> [What you are asked to do] Collect every line from the lines below that contains the word "instance", and copy each one out.

> [Data for the task]
'''
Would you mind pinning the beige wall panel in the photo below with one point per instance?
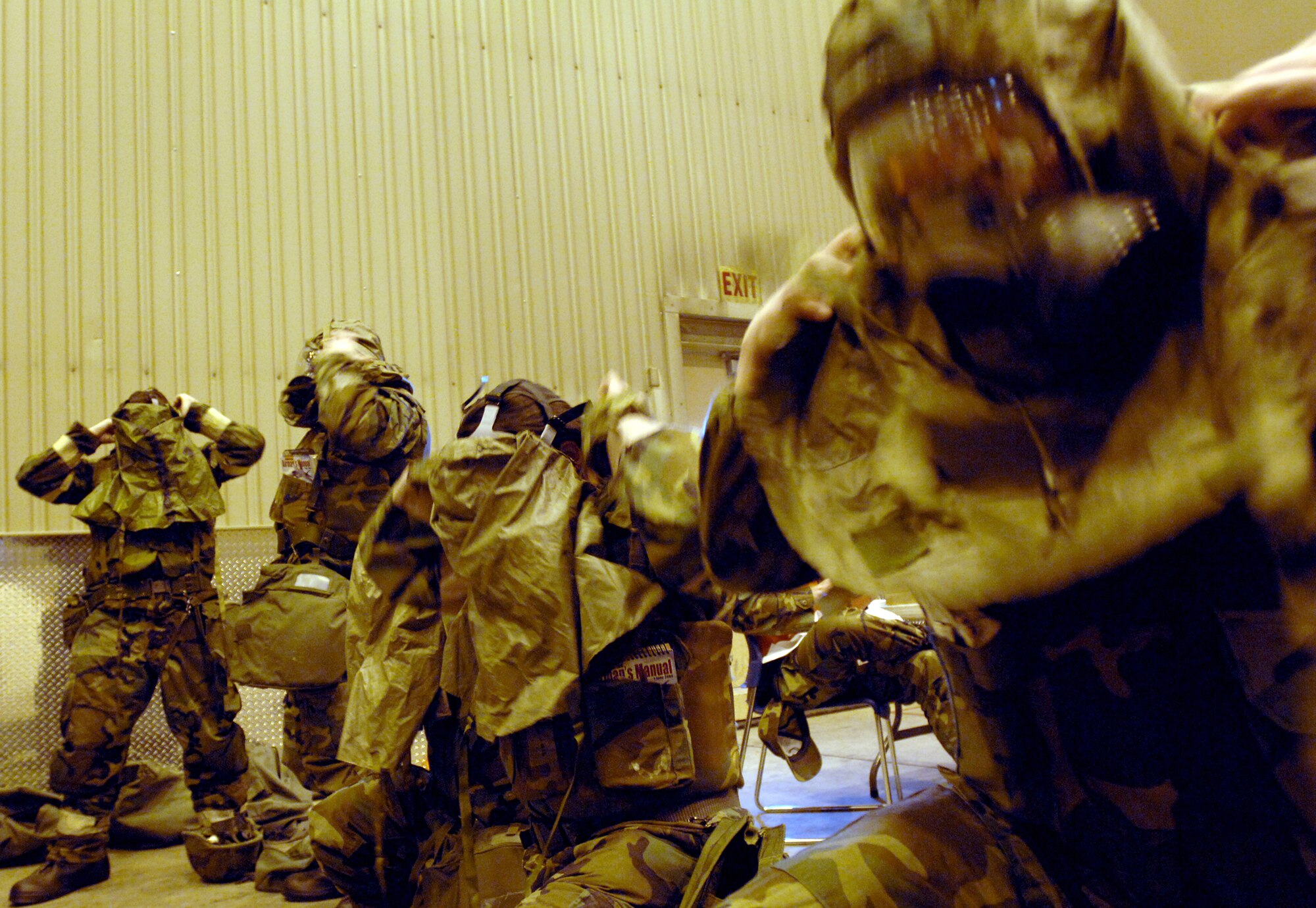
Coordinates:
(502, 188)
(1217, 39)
'''
'''
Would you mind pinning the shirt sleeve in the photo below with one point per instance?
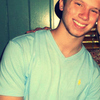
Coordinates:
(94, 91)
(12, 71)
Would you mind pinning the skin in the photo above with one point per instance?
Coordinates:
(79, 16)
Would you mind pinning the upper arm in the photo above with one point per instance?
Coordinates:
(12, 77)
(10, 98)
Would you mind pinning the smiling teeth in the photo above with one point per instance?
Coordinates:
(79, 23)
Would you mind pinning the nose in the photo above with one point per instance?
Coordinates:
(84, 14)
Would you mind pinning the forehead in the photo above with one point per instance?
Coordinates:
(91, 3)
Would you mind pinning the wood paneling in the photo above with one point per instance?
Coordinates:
'''
> [Answer to the task]
Would you mind pinning the beige wall panel in the photo below with one point per instance?
Would you mind pinning the shirt sleeve in the photo below with one point per instance?
Would you mind pinning the skin in the photo above with one point per instance?
Would you mind pinning the upper arm in the photo above with one point per instance?
Would you mind pinning the smiling teeth in the photo above with one point per instance?
Would you mind pinning the nose in the photo above with one point per instance?
Would you mind pinning the forehead in the photo above with one point per instance?
Would you mind pinning the wood paneling in the photo above with one point per instance?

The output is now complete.